> [GOAL] Each entry below is to be extracted exactly.

☆ ☆ ☆ ☆ ☆ ☆ ☆

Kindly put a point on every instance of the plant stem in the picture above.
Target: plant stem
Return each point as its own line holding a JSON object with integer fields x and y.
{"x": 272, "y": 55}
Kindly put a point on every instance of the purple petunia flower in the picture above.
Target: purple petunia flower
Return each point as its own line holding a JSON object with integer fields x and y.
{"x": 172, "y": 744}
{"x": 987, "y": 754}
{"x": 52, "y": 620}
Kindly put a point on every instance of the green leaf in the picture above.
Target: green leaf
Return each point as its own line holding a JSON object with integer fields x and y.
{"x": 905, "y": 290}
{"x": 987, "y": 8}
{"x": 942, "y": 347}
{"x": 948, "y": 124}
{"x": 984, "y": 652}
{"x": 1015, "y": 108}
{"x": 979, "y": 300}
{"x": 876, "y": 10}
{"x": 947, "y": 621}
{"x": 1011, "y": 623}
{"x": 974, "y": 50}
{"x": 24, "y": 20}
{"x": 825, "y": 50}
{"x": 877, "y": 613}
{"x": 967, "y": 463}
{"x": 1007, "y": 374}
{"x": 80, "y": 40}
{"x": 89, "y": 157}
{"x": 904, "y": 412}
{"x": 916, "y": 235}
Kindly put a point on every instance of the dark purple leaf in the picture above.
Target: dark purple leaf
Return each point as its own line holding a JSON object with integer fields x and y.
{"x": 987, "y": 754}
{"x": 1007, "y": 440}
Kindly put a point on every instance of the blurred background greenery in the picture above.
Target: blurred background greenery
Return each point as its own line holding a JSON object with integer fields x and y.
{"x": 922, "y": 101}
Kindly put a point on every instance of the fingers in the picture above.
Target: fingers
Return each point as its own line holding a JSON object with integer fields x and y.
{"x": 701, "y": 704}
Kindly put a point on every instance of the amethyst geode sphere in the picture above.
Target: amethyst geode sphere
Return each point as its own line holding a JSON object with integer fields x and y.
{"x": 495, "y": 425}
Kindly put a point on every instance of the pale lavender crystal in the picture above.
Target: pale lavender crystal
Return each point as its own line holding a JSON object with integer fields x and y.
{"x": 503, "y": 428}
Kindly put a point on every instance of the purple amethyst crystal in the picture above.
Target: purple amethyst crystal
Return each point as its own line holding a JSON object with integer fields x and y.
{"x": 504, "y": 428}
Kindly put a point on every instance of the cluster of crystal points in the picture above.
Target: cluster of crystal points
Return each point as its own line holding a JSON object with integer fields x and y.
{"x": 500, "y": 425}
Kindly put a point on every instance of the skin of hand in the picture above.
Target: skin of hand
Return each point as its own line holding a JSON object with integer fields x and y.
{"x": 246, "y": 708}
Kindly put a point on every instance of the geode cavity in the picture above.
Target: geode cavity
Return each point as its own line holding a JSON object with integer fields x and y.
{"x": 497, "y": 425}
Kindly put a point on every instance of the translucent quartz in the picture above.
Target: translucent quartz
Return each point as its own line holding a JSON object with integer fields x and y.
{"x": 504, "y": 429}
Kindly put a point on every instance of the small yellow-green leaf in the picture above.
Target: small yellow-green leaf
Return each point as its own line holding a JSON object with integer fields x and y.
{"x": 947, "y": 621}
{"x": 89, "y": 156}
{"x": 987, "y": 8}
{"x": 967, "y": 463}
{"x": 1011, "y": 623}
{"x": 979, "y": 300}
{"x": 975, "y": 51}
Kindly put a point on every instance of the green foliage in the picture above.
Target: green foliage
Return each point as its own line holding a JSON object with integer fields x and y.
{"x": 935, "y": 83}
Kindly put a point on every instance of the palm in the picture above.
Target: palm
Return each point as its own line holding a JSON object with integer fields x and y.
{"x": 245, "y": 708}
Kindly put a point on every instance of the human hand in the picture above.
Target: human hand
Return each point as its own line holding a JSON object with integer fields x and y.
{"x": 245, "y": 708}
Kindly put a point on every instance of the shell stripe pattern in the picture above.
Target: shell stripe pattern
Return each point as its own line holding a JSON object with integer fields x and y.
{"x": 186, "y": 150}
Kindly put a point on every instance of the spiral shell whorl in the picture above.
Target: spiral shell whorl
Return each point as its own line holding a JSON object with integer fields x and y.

☆ ☆ ☆ ☆ ☆ ☆ ☆

> [EXERCISE SOLUTION]
Kindly put a point on every instance of the plant stem in the picture above.
Target: plant stem
Return each point as its own line holding a JSON object with integer fields x and y.
{"x": 272, "y": 55}
Kindly put a point on every instance of the purple petunia flower in the picture above.
Target: purple petunia flower
Return each point as its own line holding a JSON object with integer fields x and y.
{"x": 172, "y": 744}
{"x": 987, "y": 754}
{"x": 52, "y": 620}
Kindly put a point on every instance of the green leaf in the picture above.
Target: green leaf
Return each point as its own line holding a JSON object with integer fields x and y.
{"x": 905, "y": 290}
{"x": 987, "y": 8}
{"x": 942, "y": 347}
{"x": 948, "y": 124}
{"x": 984, "y": 652}
{"x": 1015, "y": 108}
{"x": 979, "y": 300}
{"x": 876, "y": 10}
{"x": 947, "y": 621}
{"x": 1011, "y": 623}
{"x": 974, "y": 50}
{"x": 24, "y": 20}
{"x": 825, "y": 50}
{"x": 877, "y": 613}
{"x": 967, "y": 463}
{"x": 1007, "y": 374}
{"x": 80, "y": 40}
{"x": 89, "y": 157}
{"x": 904, "y": 412}
{"x": 916, "y": 235}
Kindly put a point on every instance of the dark purple leaf in the picture above.
Target: dark purple leaf
Return each point as its own line holding a JSON object with integer fields x and y.
{"x": 987, "y": 754}
{"x": 1007, "y": 440}
Kindly put a point on every instance of the blurred background greenery in the picture above.
Target: blurred background greenery
Return each point as its own line holding a JSON object with integer fields x and y.
{"x": 922, "y": 101}
Kindly put a point on every instance of the fingers in the picture above.
Target: fingers
Return each point as its own line holding a JSON object with integer fields x and y.
{"x": 701, "y": 704}
Kindly put a point on every instance of the amethyst geode sphere in the picture above.
Target: amethyst geode sphere
Return each point as its own line holding a JSON object with integer fields x and y.
{"x": 495, "y": 425}
Kindly put a point on every instance of the pale lavender crystal in the picture above.
Target: pale lavender crystal
Return each point as its own line holding a JSON object with integer fields x and y.
{"x": 503, "y": 428}
Kindly put a point on every instance of the purple amethyst crystal in the picture above.
Target: purple amethyst crystal
Return each point as its own line holding a JSON object with integer fields x and y.
{"x": 504, "y": 428}
Kindly put a point on every instance of the cluster of crystal points in the picture above.
Target: cluster of crystal points
Return each point as its own line holding a JSON object with integer fields x and y.
{"x": 500, "y": 425}
Kindly put a point on every instance of the skin of hand in the picture above.
Target: skin of hand
Return each point as its own line holding a JSON object with integer fields x and y.
{"x": 246, "y": 708}
Kindly put a point on every instance of the geode cavity in the picture above.
Target: geode cavity
Return each point as its own line holding a JSON object with integer fields x and y.
{"x": 497, "y": 425}
Kindly put a point on every instance of the translucent quartz in the picture above.
Target: translucent quartz
Return each point as its own line holding a JSON object with integer fields x and y.
{"x": 504, "y": 429}
Kindly put a point on every instance of the small yellow-green leaf in the picture above.
Target: small yellow-green leaf
Return each point as its own line holding a JSON object with integer fields x and y.
{"x": 947, "y": 621}
{"x": 89, "y": 156}
{"x": 987, "y": 8}
{"x": 967, "y": 463}
{"x": 1011, "y": 623}
{"x": 979, "y": 300}
{"x": 975, "y": 51}
Kindly put a point on every instance of the green foliage in the picture above.
Target: green foliage
Return each point as its own line holding a JSON object with integer fields x and y.
{"x": 935, "y": 83}
Kindly put a point on every instance of the palm in the picture above.
Target: palm
Return each point as its own line holding a JSON object with integer fields x and y.
{"x": 245, "y": 708}
Kindly put a point on every instance of the human hand in the picture above.
Target: human hand
Return each point as its own line holding a JSON object with integer fields x and y.
{"x": 245, "y": 708}
Kindly put a point on every instance of the shell stripe pattern in the picture above.
Target: shell stripe pattern
Return each point as its own line holding a JSON object with integer fields x and y.
{"x": 186, "y": 150}
Kindly put a point on every instance of the spiral shell whorl in the picture above.
Target: spiral shell whorl
Return each point as its own line holding a JSON object with integer fields x and y.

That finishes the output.